**AIM OF THE TASK:**
Each line below from the one containing "moth thorax, given" through the one containing "moth eye, given" should be output exactly as it stands, and no other line should appear.

------ SUPPLIED RECORDS

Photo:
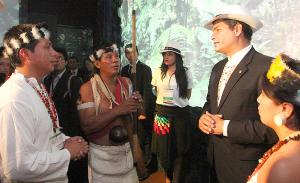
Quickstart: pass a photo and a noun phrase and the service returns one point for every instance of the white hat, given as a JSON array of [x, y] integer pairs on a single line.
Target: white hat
[[172, 46], [236, 12]]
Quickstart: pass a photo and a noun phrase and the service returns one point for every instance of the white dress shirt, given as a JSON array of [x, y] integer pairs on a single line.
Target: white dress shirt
[[234, 60], [29, 151]]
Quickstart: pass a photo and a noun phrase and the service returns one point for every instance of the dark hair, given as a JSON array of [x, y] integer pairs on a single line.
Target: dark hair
[[231, 23], [15, 32], [62, 51], [130, 46], [1, 51], [73, 58], [285, 88], [180, 75]]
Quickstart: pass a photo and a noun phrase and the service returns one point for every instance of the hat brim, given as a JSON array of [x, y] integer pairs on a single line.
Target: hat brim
[[163, 51], [254, 23]]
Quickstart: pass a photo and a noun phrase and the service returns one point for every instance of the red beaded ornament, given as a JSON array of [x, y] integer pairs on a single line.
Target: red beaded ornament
[[267, 154]]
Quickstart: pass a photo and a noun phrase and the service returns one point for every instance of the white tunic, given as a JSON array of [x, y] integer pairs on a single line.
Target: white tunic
[[253, 178], [168, 90], [28, 153]]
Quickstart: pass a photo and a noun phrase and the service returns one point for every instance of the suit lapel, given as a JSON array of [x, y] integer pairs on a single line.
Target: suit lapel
[[215, 83], [238, 72]]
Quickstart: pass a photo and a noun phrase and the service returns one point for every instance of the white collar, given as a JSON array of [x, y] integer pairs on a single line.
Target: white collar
[[32, 80], [60, 74], [236, 58]]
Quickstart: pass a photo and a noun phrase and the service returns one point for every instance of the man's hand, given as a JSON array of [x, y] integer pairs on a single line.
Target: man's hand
[[77, 147], [211, 124], [132, 104], [218, 123]]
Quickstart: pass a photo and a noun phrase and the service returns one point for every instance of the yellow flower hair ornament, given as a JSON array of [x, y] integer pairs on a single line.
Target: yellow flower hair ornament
[[280, 72]]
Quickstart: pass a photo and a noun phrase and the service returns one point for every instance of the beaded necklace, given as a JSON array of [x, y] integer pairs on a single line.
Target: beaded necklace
[[44, 96], [275, 148]]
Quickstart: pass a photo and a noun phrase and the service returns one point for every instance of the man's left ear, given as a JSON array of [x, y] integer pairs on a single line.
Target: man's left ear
[[238, 29]]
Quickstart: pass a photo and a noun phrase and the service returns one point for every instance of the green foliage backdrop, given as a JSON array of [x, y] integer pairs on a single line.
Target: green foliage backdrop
[[183, 20]]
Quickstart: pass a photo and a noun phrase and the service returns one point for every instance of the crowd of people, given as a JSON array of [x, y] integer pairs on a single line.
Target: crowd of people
[[104, 123]]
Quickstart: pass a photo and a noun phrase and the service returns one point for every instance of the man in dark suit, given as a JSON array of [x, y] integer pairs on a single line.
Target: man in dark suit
[[64, 89], [143, 85], [230, 115]]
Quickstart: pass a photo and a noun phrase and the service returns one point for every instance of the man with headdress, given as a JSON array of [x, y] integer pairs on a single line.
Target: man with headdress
[[104, 108], [230, 116], [32, 147]]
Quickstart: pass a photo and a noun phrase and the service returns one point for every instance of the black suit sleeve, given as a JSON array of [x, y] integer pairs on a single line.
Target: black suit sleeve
[[76, 82], [250, 132]]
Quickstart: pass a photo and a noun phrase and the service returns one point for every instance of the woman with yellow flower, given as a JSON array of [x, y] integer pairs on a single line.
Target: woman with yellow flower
[[279, 108]]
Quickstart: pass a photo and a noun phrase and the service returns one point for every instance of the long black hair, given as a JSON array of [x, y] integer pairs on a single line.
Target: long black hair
[[180, 75], [285, 88]]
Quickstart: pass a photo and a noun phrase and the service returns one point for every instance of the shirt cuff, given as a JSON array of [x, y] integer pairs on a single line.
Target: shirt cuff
[[225, 127]]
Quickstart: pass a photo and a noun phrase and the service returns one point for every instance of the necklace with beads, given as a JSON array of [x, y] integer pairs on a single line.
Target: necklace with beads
[[44, 96], [276, 147]]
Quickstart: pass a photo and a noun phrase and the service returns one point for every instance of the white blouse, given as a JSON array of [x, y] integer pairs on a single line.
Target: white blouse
[[168, 90], [30, 151]]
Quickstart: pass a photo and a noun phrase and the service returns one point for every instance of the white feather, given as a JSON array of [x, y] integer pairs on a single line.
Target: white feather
[[115, 48], [46, 32], [15, 43], [8, 49], [24, 37], [35, 33]]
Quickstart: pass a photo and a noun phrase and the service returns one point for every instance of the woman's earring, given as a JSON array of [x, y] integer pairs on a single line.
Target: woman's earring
[[279, 119]]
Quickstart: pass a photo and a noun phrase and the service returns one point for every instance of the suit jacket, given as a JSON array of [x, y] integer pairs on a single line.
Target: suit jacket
[[66, 104], [234, 157], [143, 85]]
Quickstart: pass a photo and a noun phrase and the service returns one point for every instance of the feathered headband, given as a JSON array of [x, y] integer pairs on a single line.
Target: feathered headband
[[37, 32], [97, 54]]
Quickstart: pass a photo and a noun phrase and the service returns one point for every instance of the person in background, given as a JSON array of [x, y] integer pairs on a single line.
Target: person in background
[[143, 85], [90, 70], [279, 109], [173, 84], [236, 136], [64, 90], [33, 149], [4, 66], [73, 65], [104, 108]]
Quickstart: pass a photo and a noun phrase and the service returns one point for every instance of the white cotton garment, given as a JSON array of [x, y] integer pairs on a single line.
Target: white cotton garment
[[29, 151]]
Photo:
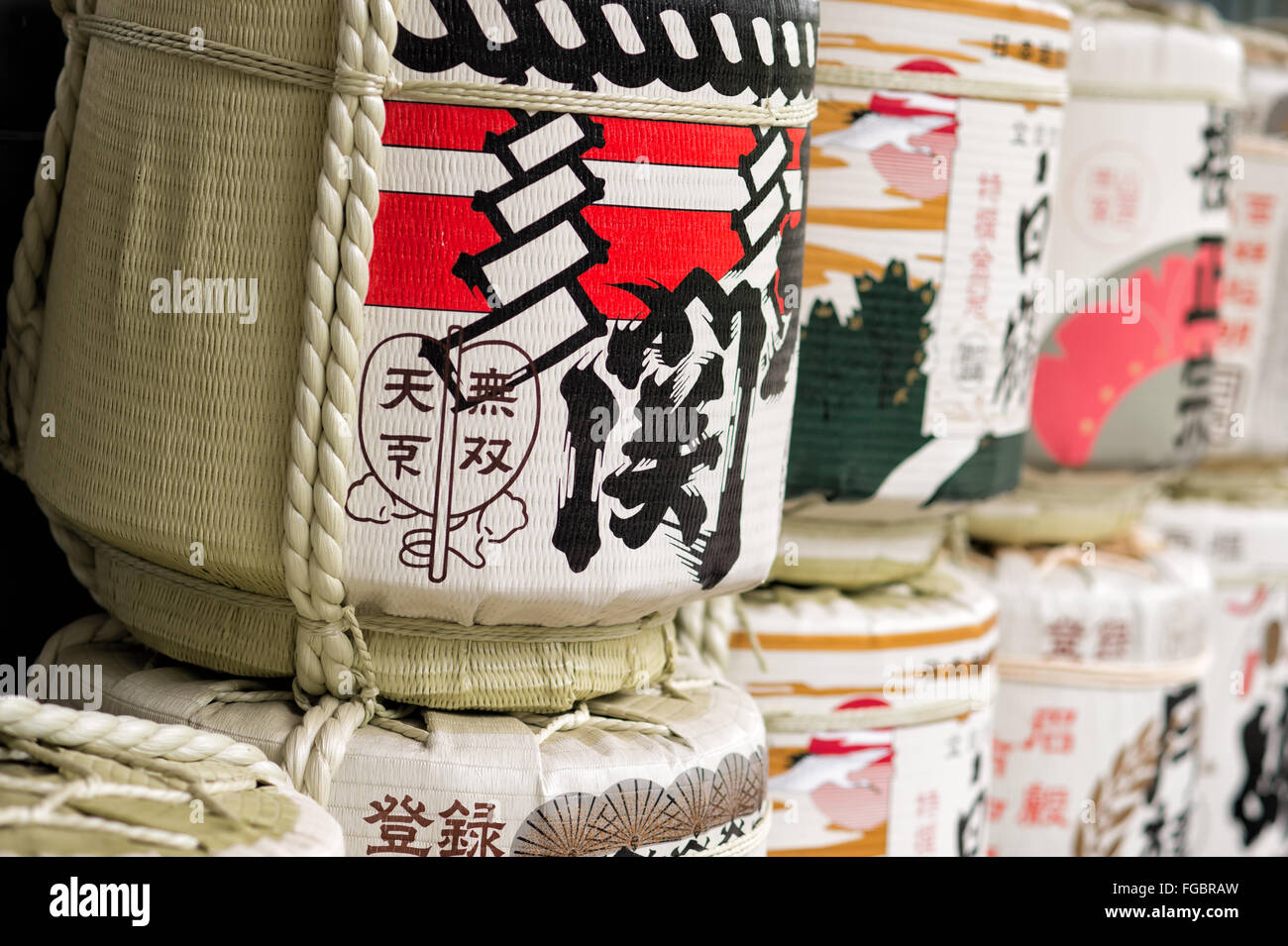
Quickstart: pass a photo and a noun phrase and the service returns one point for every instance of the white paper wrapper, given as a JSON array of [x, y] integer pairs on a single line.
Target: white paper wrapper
[[1240, 542], [1253, 341], [579, 357], [1085, 770], [932, 166], [645, 775], [1102, 607], [1243, 790], [1129, 318], [877, 706], [1096, 747], [1243, 806]]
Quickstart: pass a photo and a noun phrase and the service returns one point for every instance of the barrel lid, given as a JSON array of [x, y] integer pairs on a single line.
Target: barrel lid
[[90, 784], [1146, 51], [671, 771], [1100, 604]]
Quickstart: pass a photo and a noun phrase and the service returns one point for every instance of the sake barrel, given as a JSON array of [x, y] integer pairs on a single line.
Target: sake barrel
[[1253, 341], [932, 166], [1096, 743], [879, 709], [677, 773], [831, 543], [1064, 506], [1129, 312], [88, 784], [485, 310], [1243, 806]]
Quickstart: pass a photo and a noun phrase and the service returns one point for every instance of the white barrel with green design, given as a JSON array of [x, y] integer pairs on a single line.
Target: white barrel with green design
[[932, 168]]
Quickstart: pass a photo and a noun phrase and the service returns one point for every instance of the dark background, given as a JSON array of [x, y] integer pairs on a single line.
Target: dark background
[[39, 592]]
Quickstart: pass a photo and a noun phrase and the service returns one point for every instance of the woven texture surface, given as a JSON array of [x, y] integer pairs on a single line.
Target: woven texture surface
[[91, 784], [171, 426], [649, 774], [497, 668]]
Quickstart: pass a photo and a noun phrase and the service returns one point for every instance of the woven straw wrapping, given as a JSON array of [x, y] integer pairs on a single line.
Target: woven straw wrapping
[[1100, 704], [1064, 506], [89, 784], [879, 712], [931, 170], [651, 774], [820, 546], [254, 145], [1125, 378]]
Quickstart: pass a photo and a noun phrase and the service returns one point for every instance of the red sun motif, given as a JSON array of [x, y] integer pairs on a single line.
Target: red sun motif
[[1100, 360], [928, 137]]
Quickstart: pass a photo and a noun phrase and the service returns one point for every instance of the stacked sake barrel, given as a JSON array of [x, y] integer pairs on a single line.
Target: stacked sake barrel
[[88, 784], [1104, 630], [879, 708], [932, 168], [548, 263], [1249, 392], [931, 172], [1234, 510], [1240, 528], [1098, 721], [1125, 379]]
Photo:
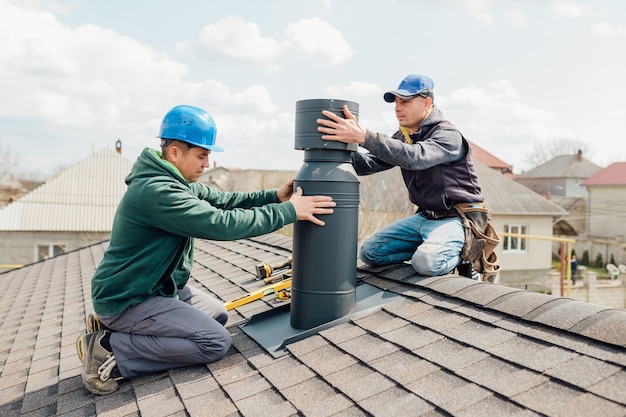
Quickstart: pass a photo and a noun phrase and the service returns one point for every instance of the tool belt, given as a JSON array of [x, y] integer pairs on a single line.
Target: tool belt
[[481, 239], [438, 215]]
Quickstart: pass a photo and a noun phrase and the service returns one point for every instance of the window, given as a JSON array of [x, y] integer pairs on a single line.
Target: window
[[514, 243], [48, 251]]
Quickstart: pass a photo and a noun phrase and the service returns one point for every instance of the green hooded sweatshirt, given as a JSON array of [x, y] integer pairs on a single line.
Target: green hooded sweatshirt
[[152, 241]]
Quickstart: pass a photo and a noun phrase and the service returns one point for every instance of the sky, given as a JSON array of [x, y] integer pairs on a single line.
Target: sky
[[513, 75]]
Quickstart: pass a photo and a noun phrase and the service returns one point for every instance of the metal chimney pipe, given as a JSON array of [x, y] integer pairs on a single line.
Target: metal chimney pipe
[[324, 258]]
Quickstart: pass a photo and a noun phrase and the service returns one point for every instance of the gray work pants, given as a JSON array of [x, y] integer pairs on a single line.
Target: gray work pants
[[164, 333]]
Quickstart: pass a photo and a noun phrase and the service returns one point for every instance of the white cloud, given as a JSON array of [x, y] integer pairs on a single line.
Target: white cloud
[[608, 29], [319, 39], [570, 10], [235, 38], [495, 117], [75, 76], [356, 89]]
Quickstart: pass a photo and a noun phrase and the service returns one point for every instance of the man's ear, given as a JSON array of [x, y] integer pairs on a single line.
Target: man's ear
[[173, 152]]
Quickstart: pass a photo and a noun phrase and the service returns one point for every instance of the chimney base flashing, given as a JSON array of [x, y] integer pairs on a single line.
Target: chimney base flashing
[[272, 329]]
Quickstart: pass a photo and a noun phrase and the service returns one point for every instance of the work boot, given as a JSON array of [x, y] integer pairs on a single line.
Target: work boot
[[94, 324], [98, 363], [465, 269]]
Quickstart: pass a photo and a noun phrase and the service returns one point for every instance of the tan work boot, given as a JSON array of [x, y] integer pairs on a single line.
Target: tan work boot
[[98, 363], [93, 325]]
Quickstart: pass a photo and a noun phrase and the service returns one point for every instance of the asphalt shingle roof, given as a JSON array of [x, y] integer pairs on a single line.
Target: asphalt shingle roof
[[450, 346]]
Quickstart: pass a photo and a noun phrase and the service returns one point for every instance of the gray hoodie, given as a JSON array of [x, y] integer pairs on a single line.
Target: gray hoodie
[[437, 168]]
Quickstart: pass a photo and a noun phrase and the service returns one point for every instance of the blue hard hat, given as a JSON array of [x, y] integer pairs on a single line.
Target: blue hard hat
[[192, 125]]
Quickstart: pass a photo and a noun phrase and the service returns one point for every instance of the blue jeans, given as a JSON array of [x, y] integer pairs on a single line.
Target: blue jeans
[[163, 333], [433, 246]]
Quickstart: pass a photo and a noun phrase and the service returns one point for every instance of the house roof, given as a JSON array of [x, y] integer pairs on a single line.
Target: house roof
[[614, 174], [505, 196], [450, 346], [481, 155], [563, 166], [81, 198]]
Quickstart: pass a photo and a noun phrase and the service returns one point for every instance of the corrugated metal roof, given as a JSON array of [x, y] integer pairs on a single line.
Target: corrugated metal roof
[[614, 174], [82, 198], [564, 166]]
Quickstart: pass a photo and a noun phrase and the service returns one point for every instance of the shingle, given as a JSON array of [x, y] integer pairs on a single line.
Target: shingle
[[484, 293], [439, 319], [316, 397], [612, 387], [450, 354], [502, 377], [285, 372], [39, 399], [359, 382], [495, 406], [246, 386], [479, 334], [564, 315], [380, 322], [266, 403], [453, 286], [120, 403], [327, 360], [412, 337], [342, 332], [607, 325], [583, 371], [521, 304], [396, 402], [448, 391], [193, 381], [408, 308], [555, 399], [531, 353], [404, 367], [368, 347]]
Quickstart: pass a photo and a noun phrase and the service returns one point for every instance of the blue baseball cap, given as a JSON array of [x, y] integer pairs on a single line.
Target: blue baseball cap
[[412, 86]]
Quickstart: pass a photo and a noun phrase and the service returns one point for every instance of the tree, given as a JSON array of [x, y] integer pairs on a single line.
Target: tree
[[8, 163], [545, 151]]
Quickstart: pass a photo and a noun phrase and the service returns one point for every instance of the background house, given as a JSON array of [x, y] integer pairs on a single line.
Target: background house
[[606, 216], [72, 209], [561, 181]]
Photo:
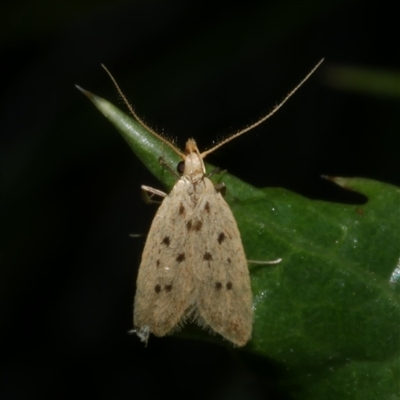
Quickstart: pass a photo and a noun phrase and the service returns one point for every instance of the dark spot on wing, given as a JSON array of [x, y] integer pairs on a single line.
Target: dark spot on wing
[[197, 226], [168, 288], [180, 257]]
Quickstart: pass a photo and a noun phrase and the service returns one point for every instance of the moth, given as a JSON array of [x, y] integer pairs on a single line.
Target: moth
[[193, 266]]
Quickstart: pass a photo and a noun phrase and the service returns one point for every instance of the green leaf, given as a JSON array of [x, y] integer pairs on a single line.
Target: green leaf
[[328, 314]]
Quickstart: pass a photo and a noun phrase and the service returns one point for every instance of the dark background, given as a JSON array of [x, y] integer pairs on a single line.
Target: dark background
[[70, 186]]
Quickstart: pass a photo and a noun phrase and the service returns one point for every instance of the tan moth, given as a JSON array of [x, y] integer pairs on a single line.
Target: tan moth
[[193, 265]]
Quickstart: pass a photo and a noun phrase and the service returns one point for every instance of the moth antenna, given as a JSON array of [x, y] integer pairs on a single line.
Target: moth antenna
[[270, 114], [141, 122]]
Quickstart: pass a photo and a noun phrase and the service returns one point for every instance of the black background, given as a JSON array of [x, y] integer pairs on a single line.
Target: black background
[[71, 186]]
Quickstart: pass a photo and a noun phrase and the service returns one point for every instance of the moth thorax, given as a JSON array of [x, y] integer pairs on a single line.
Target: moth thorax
[[194, 166]]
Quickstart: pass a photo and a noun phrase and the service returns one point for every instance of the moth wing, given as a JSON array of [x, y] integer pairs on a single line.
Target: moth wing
[[165, 280], [223, 292]]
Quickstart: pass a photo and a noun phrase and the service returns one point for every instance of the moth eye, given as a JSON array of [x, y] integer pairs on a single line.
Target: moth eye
[[180, 167]]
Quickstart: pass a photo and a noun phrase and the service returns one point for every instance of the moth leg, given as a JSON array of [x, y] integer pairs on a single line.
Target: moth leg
[[221, 188], [148, 193], [258, 262], [216, 171]]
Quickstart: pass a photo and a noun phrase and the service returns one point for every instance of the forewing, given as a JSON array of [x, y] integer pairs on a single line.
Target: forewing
[[222, 281], [165, 279]]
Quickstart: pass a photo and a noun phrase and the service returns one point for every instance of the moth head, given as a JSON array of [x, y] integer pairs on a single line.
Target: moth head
[[194, 168]]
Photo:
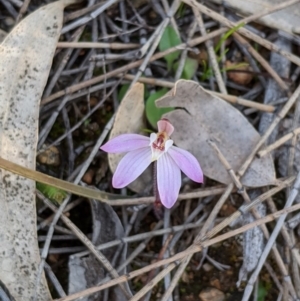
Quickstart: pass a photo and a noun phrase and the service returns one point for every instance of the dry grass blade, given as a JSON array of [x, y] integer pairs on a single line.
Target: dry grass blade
[[25, 59]]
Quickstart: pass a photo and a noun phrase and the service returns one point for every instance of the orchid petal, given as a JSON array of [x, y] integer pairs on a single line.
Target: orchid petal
[[125, 143], [168, 180], [164, 125], [187, 163], [131, 166]]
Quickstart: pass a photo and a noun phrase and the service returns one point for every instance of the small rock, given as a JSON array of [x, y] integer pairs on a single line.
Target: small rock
[[207, 267], [50, 156], [215, 283], [239, 77], [211, 294]]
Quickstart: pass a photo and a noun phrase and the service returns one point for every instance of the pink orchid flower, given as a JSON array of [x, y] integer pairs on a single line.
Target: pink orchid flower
[[142, 150]]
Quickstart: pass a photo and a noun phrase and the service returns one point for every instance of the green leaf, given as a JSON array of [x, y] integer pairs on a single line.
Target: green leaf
[[227, 34], [189, 69], [168, 40], [55, 195], [153, 113]]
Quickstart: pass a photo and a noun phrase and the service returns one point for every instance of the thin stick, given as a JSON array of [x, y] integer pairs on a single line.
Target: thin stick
[[130, 66], [230, 98], [211, 53], [271, 241], [102, 196], [205, 10], [278, 142], [192, 250], [99, 256], [262, 61], [97, 45]]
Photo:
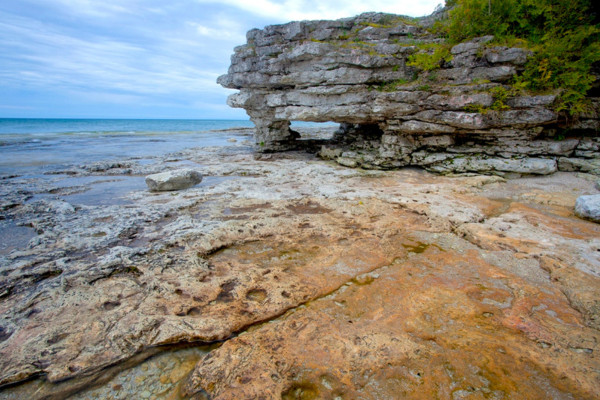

------------

**ANSWER TO THIS TASK:**
Quickstart: pass a photo and a noun phrase and the service returns one point for every instance of the moth thorax, given as a JSON array of [x, y] integer pairs on a single line.
Target: moth thorax
[[194, 166]]
Quickstart: pass a photo and a noun phrase and the service returns one point for every instance of the moth wing, given as a JSON array of [x, y] integer pairs on a single line.
Target: moth wing
[[165, 280], [223, 292]]
Quickstart: pass a photo and a noun phrase and the service returns one point for every instance of the moth eye, given as a JSON array of [x, y] integer pairs on a single line.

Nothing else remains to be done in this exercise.